[Records for identifying locations]
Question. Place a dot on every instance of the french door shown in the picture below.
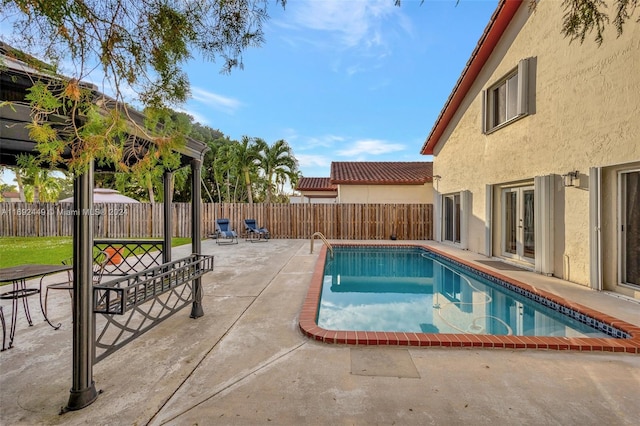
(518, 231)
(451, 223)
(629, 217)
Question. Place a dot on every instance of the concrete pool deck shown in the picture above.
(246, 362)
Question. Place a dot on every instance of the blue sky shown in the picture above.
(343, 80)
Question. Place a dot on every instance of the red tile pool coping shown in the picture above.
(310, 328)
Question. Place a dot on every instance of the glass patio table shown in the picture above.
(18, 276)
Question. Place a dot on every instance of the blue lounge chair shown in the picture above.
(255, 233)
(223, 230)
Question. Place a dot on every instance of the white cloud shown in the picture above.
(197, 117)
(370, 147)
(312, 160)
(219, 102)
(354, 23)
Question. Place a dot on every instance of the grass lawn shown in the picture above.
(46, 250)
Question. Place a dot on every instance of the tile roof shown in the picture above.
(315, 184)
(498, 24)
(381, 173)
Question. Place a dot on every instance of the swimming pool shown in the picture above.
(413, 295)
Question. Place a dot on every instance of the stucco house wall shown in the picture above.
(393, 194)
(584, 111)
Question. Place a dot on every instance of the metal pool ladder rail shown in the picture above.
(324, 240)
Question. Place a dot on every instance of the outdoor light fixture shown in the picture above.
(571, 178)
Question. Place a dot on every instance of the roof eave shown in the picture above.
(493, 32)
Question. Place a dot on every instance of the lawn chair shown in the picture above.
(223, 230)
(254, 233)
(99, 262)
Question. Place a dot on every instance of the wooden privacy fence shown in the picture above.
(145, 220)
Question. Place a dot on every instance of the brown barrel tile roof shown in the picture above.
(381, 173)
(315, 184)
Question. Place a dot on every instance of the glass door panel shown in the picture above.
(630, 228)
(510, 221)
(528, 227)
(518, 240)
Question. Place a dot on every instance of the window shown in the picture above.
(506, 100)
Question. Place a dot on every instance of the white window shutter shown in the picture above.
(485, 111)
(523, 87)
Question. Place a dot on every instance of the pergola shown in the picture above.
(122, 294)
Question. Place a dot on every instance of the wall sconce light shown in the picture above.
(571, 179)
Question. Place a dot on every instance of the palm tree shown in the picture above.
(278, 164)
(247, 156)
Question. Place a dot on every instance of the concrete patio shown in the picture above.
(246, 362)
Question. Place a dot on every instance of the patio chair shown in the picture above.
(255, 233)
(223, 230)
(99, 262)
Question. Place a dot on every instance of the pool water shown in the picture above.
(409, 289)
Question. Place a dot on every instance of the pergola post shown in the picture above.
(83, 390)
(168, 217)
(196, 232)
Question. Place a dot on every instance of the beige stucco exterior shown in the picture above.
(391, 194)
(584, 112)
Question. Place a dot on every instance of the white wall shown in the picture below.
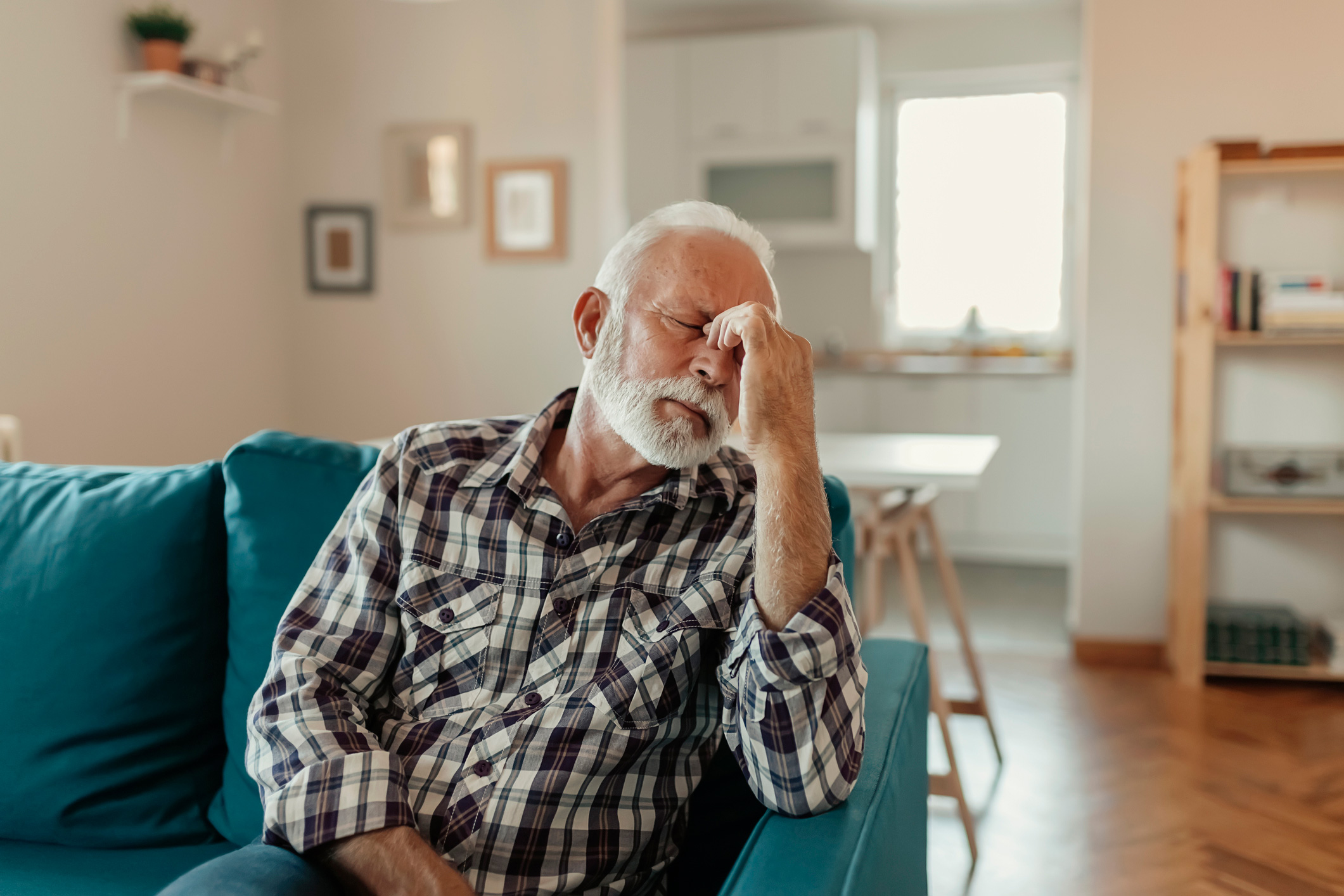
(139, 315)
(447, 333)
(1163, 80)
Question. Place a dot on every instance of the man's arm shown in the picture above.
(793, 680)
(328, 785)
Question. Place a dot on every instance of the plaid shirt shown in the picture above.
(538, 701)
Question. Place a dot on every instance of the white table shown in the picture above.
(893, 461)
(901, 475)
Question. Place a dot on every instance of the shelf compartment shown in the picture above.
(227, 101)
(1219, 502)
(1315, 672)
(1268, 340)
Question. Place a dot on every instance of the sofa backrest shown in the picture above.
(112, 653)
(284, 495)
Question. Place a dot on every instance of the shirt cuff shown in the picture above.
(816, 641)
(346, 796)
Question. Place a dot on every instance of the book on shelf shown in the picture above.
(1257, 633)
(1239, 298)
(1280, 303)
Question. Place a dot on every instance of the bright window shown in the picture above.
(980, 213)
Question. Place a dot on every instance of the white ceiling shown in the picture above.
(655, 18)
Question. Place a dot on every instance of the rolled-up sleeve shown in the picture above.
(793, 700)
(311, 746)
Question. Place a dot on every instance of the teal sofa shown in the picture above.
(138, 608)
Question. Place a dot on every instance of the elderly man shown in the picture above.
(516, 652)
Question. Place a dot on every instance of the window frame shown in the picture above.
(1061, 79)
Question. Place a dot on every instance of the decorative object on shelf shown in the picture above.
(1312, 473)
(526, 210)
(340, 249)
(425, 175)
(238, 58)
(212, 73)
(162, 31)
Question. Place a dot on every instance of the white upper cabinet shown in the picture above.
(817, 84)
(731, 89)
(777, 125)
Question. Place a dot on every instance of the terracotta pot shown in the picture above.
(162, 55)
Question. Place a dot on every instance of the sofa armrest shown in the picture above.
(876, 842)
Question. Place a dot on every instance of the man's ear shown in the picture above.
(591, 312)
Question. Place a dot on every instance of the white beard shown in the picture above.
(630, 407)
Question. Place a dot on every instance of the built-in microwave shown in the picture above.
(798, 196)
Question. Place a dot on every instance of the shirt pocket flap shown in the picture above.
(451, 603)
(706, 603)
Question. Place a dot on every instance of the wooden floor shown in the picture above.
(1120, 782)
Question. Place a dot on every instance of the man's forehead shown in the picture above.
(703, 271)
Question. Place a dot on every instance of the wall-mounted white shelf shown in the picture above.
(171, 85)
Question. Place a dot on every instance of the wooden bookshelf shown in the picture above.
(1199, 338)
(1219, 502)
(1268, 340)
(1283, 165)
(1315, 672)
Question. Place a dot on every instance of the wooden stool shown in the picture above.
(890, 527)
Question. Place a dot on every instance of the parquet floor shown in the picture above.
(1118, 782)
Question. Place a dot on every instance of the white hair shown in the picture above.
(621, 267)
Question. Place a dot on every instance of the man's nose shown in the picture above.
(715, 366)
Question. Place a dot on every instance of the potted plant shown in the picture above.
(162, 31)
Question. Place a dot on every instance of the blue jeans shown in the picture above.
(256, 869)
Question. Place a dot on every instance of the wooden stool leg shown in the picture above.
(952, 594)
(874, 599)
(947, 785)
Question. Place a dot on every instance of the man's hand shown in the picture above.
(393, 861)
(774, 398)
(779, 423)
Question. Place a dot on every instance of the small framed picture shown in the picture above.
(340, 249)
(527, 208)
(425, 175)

...

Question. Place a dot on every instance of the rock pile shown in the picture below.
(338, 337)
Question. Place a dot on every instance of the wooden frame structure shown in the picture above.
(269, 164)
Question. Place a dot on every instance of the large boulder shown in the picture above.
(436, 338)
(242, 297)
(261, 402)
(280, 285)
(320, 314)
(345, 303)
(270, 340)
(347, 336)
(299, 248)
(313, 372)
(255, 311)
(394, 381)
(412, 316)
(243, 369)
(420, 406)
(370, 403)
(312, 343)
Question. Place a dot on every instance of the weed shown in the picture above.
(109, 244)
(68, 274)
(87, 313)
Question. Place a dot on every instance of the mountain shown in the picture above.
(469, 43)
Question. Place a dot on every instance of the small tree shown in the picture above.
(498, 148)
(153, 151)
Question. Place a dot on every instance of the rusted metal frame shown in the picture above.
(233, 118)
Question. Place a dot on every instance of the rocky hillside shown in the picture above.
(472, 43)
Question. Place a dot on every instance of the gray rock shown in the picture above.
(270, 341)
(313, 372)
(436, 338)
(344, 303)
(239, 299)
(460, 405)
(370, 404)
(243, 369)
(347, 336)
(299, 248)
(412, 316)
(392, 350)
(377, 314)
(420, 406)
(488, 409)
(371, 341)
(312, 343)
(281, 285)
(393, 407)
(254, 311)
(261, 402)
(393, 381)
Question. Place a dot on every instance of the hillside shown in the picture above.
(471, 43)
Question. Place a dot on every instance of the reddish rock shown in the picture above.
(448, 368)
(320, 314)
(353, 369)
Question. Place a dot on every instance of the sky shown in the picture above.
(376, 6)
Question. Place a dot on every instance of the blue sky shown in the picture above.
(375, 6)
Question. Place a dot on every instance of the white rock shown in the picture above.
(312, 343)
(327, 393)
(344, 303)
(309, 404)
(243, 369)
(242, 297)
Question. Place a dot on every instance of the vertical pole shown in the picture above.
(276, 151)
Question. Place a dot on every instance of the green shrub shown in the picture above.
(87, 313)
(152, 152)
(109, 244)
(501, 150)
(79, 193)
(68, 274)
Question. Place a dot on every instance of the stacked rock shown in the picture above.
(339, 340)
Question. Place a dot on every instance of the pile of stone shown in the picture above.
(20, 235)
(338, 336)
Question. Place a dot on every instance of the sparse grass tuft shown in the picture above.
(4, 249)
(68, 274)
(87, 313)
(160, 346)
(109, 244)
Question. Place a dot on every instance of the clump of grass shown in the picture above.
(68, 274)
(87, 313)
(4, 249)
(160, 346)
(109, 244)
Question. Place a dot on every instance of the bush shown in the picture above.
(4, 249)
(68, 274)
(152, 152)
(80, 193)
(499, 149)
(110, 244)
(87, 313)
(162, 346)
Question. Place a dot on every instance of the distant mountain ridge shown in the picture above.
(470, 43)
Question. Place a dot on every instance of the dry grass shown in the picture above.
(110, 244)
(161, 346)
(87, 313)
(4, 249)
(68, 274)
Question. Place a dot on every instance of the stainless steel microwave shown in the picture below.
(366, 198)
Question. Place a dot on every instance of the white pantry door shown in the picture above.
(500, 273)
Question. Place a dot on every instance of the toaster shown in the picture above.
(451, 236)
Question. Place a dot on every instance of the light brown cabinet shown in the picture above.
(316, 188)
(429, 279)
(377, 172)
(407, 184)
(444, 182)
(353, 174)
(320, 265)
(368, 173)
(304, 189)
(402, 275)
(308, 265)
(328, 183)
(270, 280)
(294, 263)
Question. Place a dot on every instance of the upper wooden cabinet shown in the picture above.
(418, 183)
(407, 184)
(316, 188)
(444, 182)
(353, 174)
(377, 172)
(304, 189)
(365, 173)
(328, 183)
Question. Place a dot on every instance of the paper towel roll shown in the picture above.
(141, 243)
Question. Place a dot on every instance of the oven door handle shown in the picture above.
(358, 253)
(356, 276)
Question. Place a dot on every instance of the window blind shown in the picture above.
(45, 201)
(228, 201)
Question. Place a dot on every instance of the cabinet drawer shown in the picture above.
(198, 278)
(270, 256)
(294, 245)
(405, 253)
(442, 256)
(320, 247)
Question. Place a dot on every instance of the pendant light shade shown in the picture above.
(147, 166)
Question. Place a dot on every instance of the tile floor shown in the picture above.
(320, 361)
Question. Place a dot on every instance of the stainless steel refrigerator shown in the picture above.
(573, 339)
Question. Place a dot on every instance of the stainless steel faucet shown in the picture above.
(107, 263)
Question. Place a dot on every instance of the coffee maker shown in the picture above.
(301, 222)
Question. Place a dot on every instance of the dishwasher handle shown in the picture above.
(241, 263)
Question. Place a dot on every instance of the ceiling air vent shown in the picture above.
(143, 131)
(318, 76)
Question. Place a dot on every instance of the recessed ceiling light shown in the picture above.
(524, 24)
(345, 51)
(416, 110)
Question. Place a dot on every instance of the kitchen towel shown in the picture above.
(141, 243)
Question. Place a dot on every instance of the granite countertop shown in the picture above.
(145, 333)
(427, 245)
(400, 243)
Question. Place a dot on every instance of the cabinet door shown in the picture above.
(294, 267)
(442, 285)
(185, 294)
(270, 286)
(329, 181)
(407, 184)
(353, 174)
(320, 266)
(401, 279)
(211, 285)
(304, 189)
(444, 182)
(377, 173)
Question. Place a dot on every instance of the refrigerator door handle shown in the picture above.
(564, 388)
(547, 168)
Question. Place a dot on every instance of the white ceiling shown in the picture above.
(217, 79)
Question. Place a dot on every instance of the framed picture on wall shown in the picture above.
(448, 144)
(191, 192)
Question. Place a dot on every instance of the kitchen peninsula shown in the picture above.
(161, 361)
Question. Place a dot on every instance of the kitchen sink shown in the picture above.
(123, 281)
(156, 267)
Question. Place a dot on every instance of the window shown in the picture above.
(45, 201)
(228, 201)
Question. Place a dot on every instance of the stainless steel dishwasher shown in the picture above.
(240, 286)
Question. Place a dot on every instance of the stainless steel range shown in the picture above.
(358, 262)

==

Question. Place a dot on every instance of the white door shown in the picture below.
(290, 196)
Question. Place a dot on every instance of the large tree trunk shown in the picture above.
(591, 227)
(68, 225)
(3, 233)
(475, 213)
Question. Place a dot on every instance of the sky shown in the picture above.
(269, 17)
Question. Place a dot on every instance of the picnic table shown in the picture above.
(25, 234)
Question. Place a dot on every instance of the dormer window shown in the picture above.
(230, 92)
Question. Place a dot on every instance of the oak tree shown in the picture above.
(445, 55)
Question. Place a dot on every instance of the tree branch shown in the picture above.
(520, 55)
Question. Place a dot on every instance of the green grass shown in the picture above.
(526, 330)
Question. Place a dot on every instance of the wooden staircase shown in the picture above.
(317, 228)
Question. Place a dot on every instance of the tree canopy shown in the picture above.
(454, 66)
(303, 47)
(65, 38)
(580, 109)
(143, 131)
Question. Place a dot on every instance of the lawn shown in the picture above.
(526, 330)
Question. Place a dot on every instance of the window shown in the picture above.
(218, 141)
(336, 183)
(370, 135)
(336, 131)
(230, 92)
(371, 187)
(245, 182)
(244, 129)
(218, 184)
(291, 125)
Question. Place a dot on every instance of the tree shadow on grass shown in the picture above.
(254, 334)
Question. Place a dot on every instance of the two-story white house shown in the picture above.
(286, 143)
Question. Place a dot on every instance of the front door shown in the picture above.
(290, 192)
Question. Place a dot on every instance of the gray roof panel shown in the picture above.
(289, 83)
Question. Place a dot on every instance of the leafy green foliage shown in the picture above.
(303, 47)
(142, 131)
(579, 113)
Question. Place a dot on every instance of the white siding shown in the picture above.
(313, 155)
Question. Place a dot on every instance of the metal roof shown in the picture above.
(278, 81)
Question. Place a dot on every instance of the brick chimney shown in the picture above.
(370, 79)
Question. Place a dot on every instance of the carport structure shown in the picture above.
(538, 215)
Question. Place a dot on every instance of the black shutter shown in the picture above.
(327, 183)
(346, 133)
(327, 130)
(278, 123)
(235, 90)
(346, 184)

• Task description: Show every line of the records above that contains the string "refrigerator", copying each line in full. Case counts.

• Written solution:
Question. Place a dot on every instance of the stainless steel refrigerator shown in the picture above.
Question. Place a dot on every instance of the refrigerator door handle shown in the picture above.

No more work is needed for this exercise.